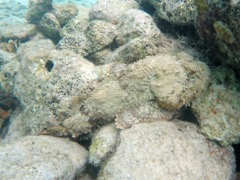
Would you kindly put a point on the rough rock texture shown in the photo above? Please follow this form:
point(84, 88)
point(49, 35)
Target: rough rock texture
point(37, 8)
point(50, 85)
point(100, 106)
point(76, 42)
point(218, 109)
point(136, 23)
point(218, 25)
point(100, 34)
point(173, 80)
point(111, 10)
point(175, 150)
point(97, 36)
point(134, 50)
point(103, 144)
point(65, 12)
point(20, 32)
point(175, 11)
point(50, 26)
point(8, 68)
point(42, 157)
point(164, 81)
point(140, 114)
point(75, 25)
point(101, 57)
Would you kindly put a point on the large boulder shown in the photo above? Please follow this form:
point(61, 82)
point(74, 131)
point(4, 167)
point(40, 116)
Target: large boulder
point(175, 150)
point(42, 157)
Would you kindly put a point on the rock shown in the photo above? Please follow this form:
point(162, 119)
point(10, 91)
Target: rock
point(36, 9)
point(217, 24)
point(75, 42)
point(101, 57)
point(42, 157)
point(65, 12)
point(103, 144)
point(175, 12)
point(100, 106)
point(175, 149)
point(134, 50)
point(100, 34)
point(163, 81)
point(111, 10)
point(97, 36)
point(136, 23)
point(77, 125)
point(75, 25)
point(174, 80)
point(50, 85)
point(218, 109)
point(8, 68)
point(20, 32)
point(50, 26)
point(140, 114)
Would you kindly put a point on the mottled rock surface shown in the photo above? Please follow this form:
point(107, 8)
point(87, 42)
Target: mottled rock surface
point(65, 12)
point(218, 25)
point(111, 10)
point(42, 157)
point(218, 109)
point(37, 8)
point(103, 144)
point(50, 26)
point(134, 50)
point(175, 11)
point(136, 23)
point(176, 150)
point(21, 32)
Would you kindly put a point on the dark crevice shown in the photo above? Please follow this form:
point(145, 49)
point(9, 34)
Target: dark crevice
point(186, 114)
point(49, 65)
point(236, 148)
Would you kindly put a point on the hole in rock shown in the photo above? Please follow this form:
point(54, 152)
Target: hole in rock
point(49, 65)
point(186, 114)
point(92, 171)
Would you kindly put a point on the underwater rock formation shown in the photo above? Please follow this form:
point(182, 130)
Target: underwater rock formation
point(50, 26)
point(136, 23)
point(111, 10)
point(172, 149)
point(103, 144)
point(21, 33)
point(177, 12)
point(37, 8)
point(96, 36)
point(217, 23)
point(218, 109)
point(42, 157)
point(64, 13)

----

• _Task description_
Revise all of the material above, changing "Would you kindly put a point on" to "Please mark" wherever it appears and keeping everything else the same. Leave the pictures out of your answer.

• _Written reply_
Please mark the rough rock texture shown in the photo above? Please follow this form:
point(84, 88)
point(49, 35)
Target: rough rock texture
point(37, 8)
point(50, 85)
point(100, 106)
point(76, 42)
point(218, 109)
point(136, 23)
point(218, 25)
point(100, 34)
point(173, 80)
point(111, 10)
point(175, 150)
point(97, 36)
point(134, 50)
point(103, 144)
point(65, 12)
point(20, 32)
point(175, 11)
point(50, 26)
point(8, 68)
point(42, 157)
point(164, 81)
point(140, 114)
point(75, 25)
point(101, 57)
Please mark the large boulder shown in the photo above? Please follow this form:
point(61, 82)
point(74, 131)
point(4, 167)
point(40, 116)
Target: large boulder
point(175, 150)
point(42, 157)
Please mark the rock shown in the photo above? Please follow this form:
point(162, 119)
point(10, 91)
Target: rock
point(36, 9)
point(217, 24)
point(75, 42)
point(101, 57)
point(42, 157)
point(65, 12)
point(103, 144)
point(175, 12)
point(100, 106)
point(175, 149)
point(134, 50)
point(100, 34)
point(163, 81)
point(111, 10)
point(97, 36)
point(136, 23)
point(77, 125)
point(75, 25)
point(174, 80)
point(50, 85)
point(218, 109)
point(8, 68)
point(20, 32)
point(50, 26)
point(140, 114)
Please mark the mottled rock surface shown in the photo above? Please follow this form:
point(107, 8)
point(87, 42)
Target: mottled rock surface
point(65, 12)
point(218, 25)
point(111, 10)
point(42, 157)
point(218, 109)
point(37, 8)
point(103, 144)
point(50, 26)
point(134, 50)
point(175, 11)
point(136, 23)
point(176, 150)
point(21, 32)
Please mark the dark crevice shown in the photo above? Please follow this form:
point(145, 49)
point(9, 34)
Target: dark crevice
point(186, 114)
point(49, 65)
point(236, 148)
Please mark the hole in rock shown in the photo above? Please follow this form:
point(54, 152)
Target: hole in rock
point(49, 65)
point(186, 114)
point(92, 171)
Please mark the underwater rock formation shown in the photo above? Please follow this form:
point(182, 130)
Target: underwater rock formation
point(50, 26)
point(136, 23)
point(111, 10)
point(172, 149)
point(103, 144)
point(21, 33)
point(177, 12)
point(37, 8)
point(96, 36)
point(217, 23)
point(218, 109)
point(42, 157)
point(64, 13)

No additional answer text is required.